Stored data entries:
╭──

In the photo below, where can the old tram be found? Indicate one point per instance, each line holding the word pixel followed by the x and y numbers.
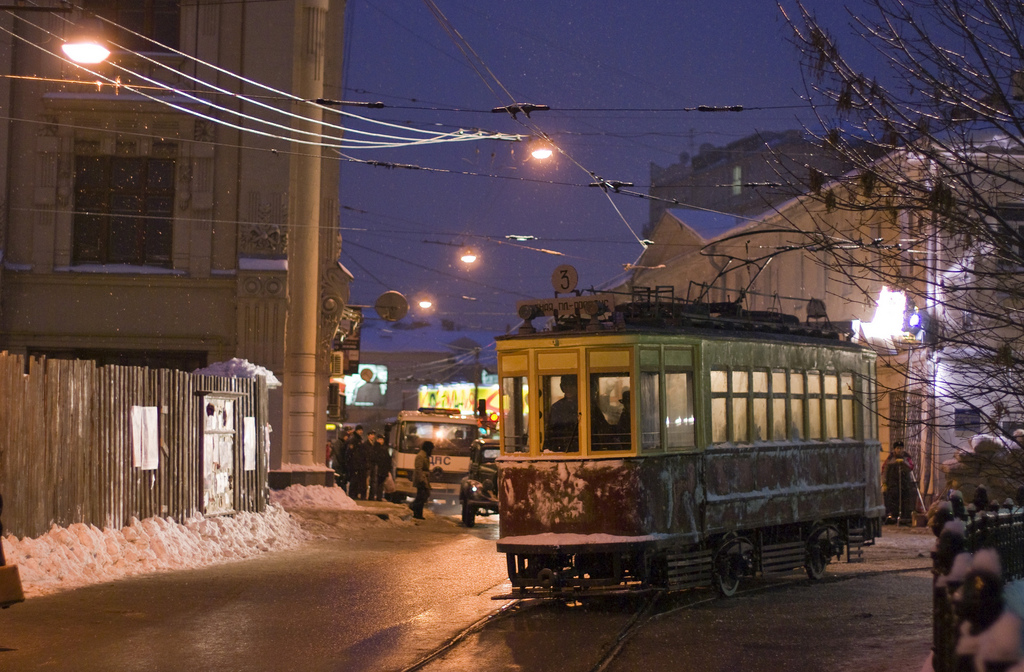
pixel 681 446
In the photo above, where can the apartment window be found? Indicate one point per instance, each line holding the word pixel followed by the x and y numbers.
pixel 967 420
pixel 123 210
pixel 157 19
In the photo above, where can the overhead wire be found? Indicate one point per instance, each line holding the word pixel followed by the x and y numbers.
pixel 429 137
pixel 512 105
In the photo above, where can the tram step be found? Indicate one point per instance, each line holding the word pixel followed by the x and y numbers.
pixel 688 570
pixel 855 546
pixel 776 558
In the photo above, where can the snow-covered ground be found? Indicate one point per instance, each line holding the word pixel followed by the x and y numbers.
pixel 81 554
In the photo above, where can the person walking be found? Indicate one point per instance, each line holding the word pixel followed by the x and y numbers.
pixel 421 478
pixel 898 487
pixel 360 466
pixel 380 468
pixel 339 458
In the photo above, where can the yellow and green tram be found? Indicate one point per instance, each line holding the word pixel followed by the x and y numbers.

╰──
╭──

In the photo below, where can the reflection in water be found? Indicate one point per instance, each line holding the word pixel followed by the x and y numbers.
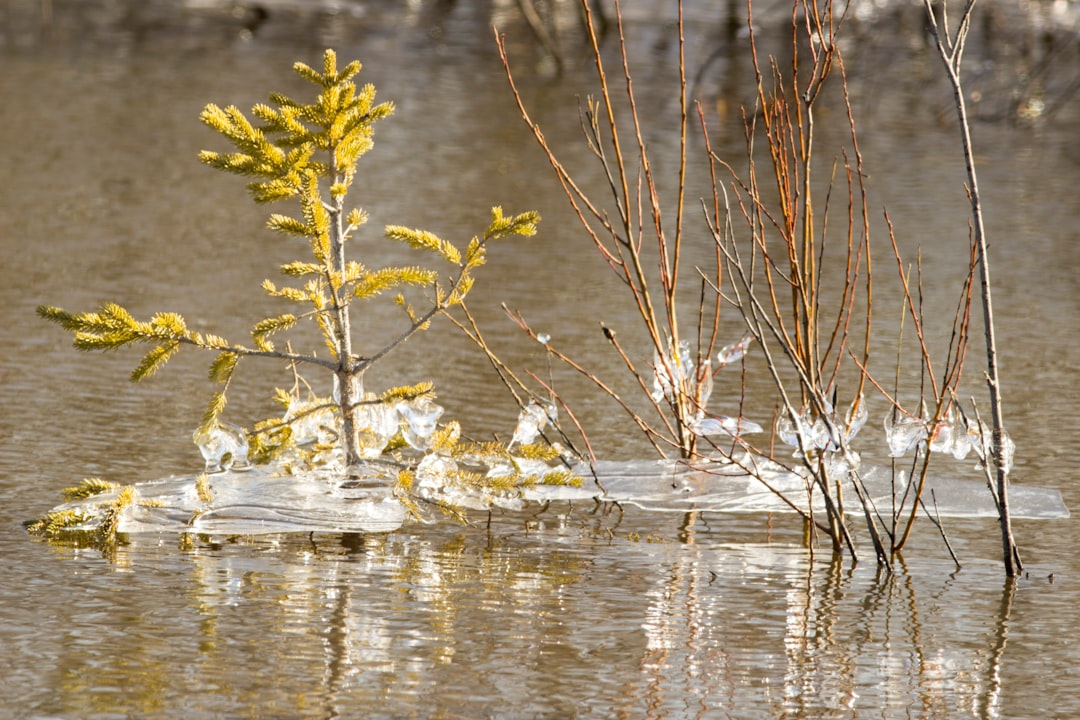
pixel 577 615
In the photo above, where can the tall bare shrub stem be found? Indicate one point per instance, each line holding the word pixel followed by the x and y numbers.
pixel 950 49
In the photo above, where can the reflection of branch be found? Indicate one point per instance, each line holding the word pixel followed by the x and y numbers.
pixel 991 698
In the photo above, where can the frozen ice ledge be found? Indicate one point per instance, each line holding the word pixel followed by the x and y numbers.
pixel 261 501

╰──

## Exercise:
Arrange as a Markdown table with the columns No. and Line the text running from the line with "In the photo above, where can the snow-covered" through the line with "In the photo above, where can the yellow", both ends included. Number each line in order and leave out blank lines.

## Exercise response:
| No. | Line |
|---|---|
| 1 | In the photo above, where can the snow-covered ground be found? Indicate one point per instance, each line holding the word pixel followed by the x and y numbers. |
| 2 | pixel 81 554 |
| 3 | In the photo above, where can the person walking be found? Indicate one point per instance, each line holding the word pixel followed by the x and y numbers. |
| 4 | pixel 421 478 |
| 5 | pixel 898 487 |
| 6 | pixel 360 466 |
| 7 | pixel 380 468 |
| 8 | pixel 339 458 |
| 9 | In the photo above, where can the yellow and green tram be found? Indicate one point per instance, each line holding the word pixel followed by the x and y numbers. |